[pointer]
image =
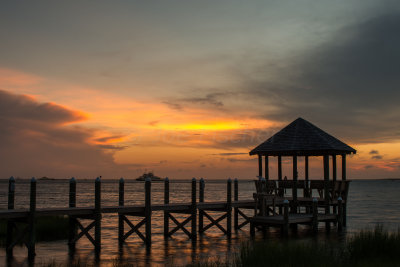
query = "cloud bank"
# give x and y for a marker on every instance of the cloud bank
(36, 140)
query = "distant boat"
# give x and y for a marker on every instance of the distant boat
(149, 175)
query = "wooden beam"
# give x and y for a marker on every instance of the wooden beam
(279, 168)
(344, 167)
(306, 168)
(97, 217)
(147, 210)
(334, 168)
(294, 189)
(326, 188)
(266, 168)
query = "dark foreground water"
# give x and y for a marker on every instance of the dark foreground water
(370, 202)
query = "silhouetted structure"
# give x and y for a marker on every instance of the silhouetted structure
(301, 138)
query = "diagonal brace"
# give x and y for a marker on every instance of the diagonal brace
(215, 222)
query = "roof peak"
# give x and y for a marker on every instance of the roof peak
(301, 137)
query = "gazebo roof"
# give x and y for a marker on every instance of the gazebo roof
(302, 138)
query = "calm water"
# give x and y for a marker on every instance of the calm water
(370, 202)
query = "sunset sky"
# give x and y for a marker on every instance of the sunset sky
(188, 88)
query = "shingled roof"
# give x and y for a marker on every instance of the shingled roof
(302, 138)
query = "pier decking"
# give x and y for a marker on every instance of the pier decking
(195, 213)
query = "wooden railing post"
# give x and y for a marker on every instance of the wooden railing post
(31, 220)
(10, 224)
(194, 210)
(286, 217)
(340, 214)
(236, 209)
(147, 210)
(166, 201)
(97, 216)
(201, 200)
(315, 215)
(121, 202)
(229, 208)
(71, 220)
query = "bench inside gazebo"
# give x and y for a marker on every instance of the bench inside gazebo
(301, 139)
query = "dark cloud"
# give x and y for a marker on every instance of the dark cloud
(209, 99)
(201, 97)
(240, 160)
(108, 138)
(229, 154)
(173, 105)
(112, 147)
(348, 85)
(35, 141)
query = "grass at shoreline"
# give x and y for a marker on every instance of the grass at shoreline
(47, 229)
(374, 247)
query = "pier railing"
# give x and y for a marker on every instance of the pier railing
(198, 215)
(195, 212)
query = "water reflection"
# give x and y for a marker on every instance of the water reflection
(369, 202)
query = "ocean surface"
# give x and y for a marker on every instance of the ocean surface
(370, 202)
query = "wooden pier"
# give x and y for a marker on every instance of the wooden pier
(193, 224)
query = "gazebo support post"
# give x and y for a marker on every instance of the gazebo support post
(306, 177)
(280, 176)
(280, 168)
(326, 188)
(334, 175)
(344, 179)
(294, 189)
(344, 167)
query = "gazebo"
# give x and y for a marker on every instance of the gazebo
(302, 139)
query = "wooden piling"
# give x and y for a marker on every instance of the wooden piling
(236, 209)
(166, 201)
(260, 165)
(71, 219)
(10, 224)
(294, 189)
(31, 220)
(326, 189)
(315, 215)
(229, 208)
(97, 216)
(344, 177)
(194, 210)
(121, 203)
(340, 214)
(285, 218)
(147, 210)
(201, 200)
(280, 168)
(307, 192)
...
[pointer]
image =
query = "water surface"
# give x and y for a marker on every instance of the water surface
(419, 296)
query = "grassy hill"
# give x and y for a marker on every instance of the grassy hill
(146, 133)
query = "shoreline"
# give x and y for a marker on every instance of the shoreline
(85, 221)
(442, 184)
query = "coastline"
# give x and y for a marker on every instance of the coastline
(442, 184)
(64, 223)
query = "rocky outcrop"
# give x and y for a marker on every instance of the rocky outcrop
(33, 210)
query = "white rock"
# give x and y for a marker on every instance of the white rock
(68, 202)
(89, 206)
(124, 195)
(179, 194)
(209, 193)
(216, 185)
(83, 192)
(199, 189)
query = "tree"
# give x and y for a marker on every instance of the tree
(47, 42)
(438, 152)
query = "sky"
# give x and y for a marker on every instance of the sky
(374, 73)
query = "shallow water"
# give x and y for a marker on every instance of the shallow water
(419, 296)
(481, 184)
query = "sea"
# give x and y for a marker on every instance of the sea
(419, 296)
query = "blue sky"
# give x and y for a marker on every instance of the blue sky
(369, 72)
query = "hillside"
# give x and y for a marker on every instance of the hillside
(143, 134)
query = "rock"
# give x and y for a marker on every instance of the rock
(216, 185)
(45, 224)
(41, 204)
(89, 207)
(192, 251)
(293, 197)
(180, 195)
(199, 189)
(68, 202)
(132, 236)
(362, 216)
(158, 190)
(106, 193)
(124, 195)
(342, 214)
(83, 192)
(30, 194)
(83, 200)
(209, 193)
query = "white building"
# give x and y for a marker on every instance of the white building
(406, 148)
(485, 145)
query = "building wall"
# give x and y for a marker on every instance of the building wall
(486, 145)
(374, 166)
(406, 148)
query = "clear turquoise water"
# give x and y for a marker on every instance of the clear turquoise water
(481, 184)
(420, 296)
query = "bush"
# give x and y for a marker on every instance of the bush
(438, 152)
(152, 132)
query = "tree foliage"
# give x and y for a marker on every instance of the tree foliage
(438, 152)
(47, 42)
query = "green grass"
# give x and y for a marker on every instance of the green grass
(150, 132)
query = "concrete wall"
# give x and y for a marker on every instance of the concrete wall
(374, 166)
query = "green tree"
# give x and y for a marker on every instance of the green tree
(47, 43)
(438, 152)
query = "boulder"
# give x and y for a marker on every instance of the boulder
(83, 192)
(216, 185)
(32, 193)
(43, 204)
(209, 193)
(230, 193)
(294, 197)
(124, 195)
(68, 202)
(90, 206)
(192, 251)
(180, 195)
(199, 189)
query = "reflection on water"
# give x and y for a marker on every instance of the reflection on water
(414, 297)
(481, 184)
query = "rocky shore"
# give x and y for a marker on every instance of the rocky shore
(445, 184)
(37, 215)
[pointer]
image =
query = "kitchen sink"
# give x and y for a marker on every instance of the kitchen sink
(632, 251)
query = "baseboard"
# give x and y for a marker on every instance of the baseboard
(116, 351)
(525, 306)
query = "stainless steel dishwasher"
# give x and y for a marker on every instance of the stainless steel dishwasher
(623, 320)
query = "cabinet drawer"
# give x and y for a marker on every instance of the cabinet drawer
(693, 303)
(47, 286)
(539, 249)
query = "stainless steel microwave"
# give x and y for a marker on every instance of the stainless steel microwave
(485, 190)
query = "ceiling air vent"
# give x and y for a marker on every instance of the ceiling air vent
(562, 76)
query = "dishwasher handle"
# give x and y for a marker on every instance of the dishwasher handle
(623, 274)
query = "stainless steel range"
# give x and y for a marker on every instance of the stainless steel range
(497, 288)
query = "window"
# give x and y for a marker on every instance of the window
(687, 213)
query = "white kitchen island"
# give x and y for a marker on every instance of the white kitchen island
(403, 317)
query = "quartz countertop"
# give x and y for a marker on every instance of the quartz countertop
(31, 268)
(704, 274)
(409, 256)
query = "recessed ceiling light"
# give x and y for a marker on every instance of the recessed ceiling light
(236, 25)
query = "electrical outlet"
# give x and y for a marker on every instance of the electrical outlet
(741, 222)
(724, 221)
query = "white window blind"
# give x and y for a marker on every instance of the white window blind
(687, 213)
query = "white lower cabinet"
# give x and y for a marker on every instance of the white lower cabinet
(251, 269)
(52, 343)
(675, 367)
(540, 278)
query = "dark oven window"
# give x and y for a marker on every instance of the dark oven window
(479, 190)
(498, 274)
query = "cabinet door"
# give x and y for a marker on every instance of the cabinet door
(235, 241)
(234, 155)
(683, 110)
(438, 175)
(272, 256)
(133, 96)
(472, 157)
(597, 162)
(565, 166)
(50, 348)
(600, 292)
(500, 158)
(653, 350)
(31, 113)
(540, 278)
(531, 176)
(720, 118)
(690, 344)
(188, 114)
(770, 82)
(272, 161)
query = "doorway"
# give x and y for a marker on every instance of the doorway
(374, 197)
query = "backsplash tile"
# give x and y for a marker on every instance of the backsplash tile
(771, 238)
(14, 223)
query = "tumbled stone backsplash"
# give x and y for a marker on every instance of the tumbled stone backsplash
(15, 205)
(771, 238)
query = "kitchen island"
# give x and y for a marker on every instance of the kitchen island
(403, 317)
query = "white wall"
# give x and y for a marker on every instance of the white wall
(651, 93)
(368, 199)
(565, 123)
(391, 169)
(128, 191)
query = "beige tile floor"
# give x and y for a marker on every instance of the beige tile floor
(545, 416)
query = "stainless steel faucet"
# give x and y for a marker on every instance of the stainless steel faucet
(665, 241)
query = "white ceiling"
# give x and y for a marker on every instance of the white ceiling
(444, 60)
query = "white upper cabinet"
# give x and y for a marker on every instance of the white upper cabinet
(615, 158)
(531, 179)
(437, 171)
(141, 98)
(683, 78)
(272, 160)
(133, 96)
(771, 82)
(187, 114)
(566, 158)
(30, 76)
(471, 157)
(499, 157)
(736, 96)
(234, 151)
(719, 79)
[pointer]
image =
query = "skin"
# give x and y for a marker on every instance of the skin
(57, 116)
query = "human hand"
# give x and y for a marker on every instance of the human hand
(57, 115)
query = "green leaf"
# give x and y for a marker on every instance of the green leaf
---
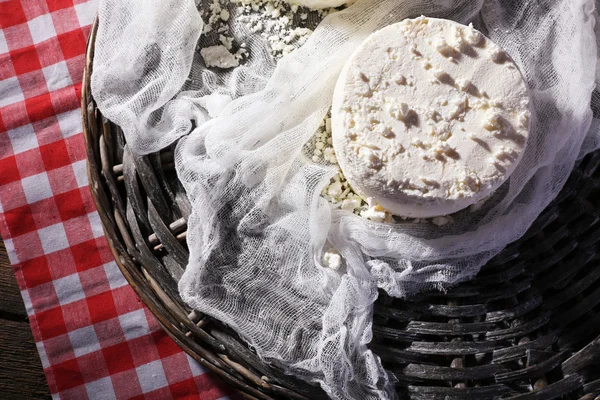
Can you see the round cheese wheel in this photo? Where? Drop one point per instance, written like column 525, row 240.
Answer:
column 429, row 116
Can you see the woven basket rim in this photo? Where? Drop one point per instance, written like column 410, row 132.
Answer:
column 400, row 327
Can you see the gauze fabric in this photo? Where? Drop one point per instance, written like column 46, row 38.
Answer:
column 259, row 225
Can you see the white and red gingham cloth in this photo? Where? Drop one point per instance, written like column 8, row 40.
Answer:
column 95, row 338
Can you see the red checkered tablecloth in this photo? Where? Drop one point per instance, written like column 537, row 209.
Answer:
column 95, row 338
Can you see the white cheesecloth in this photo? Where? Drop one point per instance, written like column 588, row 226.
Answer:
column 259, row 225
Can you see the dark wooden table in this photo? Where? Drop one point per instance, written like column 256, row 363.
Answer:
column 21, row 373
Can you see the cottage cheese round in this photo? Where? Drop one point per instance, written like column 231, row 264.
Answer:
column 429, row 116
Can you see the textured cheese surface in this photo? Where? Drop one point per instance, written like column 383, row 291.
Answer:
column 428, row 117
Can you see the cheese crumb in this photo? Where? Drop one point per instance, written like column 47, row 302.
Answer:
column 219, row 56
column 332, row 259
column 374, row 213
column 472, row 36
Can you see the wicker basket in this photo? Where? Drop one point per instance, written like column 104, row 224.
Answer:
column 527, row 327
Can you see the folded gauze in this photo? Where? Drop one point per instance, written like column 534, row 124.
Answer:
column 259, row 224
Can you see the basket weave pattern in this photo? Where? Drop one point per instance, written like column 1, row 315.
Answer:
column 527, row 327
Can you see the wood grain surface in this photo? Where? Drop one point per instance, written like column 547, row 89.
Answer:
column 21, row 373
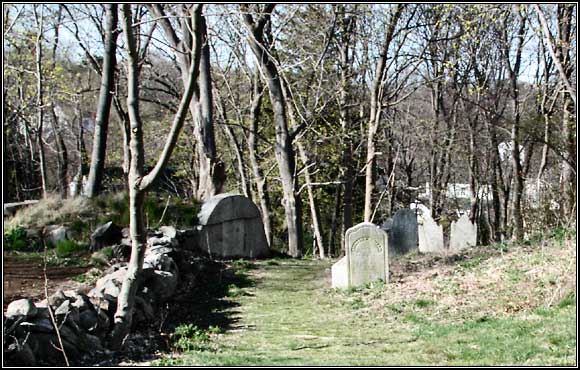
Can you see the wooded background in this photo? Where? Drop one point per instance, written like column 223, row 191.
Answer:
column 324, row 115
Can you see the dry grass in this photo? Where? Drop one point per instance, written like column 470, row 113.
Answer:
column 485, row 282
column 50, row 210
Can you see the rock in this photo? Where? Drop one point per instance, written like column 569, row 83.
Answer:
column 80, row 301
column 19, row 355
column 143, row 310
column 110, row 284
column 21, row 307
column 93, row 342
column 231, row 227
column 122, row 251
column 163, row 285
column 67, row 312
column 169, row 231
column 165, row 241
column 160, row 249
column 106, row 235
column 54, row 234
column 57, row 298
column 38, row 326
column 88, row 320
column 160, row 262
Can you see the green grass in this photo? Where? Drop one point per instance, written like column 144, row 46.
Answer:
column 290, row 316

Task instructions: Copy each line containing the word "basket" from the data.

Finished exercise:
Can you see the woven basket rim in this photo? Where? Drop one point per instance, written like column 410, row 132.
Can you see the wicker basket in this photo? Where? Drop one point per instance, written like column 104, row 224.
Can you see the basket weave pattern in this photo? Where? Drop one point per instance, written like column 1, row 315.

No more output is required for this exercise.